* Start *

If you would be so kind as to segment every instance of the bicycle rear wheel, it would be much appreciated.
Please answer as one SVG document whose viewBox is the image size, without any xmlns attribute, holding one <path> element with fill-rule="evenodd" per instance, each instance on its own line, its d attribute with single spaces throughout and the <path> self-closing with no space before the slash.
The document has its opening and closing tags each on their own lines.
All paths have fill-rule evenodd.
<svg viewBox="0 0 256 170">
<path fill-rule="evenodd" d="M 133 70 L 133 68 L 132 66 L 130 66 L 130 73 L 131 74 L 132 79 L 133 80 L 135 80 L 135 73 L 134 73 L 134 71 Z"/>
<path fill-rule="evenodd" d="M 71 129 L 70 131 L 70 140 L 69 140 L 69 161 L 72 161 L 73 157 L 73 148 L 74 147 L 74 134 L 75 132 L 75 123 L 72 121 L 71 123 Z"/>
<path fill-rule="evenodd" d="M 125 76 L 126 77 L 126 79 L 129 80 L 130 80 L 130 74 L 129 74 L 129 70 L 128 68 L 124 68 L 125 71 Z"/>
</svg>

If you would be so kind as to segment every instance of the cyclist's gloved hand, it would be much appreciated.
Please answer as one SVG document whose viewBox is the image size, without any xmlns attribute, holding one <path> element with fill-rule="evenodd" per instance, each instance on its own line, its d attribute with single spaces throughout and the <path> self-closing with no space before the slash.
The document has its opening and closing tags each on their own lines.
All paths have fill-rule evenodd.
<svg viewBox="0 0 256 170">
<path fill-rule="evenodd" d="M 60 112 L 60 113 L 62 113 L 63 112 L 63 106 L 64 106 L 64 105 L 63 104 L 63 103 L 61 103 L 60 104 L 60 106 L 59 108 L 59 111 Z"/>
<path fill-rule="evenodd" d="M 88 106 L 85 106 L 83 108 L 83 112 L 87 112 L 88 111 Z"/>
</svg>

* End *

- **EXERCISE GOAL**: Output every record above exactly as it appears.

- **THE ANSWER**:
If you would be so kind as to segment every instance of the bicycle rear wheel, it would be much appreciated.
Please answer as one SVG document whose viewBox is the image size, without any xmlns attribute, holding one <path> element with fill-rule="evenodd" per instance, each instance on its own line, its d attribute with single spaces throughout and the <path> self-closing with no space before the slash.
The document has its opening and closing tags each on their own lines.
All paths have fill-rule evenodd.
<svg viewBox="0 0 256 170">
<path fill-rule="evenodd" d="M 133 70 L 133 68 L 132 66 L 130 66 L 130 73 L 131 74 L 132 79 L 133 80 L 135 80 L 135 73 L 134 73 L 134 71 Z"/>
<path fill-rule="evenodd" d="M 71 129 L 70 131 L 70 140 L 69 140 L 69 161 L 72 161 L 73 157 L 73 148 L 74 147 L 74 134 L 75 132 L 75 123 L 72 121 L 71 123 Z"/>
<path fill-rule="evenodd" d="M 125 76 L 126 77 L 126 79 L 129 80 L 130 80 L 130 74 L 129 74 L 129 70 L 128 68 L 124 68 L 125 71 Z"/>
</svg>

If you would be so kind as to segment every instance of the cyclist's gloved hand, it would be much appreciated.
Please answer as one SVG document whose viewBox is the image size, without any xmlns attribute, holding one <path> element with fill-rule="evenodd" per instance, each instance on its own line, its d attribute with single spaces throughout and the <path> self-closing with no space before the slash.
The document has its opening and closing tags each on their own lines.
All paths have fill-rule evenodd.
<svg viewBox="0 0 256 170">
<path fill-rule="evenodd" d="M 60 112 L 60 113 L 62 113 L 63 112 L 63 106 L 64 106 L 64 105 L 63 104 L 63 103 L 61 103 L 60 104 L 60 106 L 59 108 L 59 111 Z"/>
<path fill-rule="evenodd" d="M 88 106 L 85 106 L 83 108 L 83 112 L 87 112 L 88 111 Z"/>
</svg>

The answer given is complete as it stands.